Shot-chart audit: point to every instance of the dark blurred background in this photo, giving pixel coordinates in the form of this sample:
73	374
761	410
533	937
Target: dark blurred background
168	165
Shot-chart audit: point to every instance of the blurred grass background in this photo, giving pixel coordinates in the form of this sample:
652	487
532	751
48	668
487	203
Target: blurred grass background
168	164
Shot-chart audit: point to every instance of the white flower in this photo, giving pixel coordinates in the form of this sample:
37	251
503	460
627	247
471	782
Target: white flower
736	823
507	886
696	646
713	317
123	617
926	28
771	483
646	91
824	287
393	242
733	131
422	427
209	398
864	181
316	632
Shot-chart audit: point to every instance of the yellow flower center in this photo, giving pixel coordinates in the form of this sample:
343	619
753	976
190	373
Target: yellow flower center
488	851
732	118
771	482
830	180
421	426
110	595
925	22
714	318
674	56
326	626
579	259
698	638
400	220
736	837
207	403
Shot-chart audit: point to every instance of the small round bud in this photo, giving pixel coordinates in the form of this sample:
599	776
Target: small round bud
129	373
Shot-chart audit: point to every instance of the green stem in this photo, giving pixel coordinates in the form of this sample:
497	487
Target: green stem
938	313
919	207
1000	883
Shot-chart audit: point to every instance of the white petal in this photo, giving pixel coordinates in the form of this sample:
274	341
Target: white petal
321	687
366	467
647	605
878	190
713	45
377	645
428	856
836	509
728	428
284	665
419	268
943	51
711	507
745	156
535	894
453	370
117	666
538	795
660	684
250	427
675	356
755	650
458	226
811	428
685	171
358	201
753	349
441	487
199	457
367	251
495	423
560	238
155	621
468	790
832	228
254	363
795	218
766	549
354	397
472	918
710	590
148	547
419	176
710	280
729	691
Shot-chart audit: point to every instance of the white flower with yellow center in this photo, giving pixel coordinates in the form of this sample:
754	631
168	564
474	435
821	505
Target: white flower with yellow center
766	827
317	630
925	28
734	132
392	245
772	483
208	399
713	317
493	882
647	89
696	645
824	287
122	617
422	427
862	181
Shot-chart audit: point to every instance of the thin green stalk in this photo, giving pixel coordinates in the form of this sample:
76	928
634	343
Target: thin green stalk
____
### [Activity]
Collect each line of the entries that has the word "thin", copying it in full.

### [Problem solution]
Shot-chart audit: point to every instance of the thin green stalk in this photo, giving pixel coordinates in the form of this sample:
Target: thin green stalk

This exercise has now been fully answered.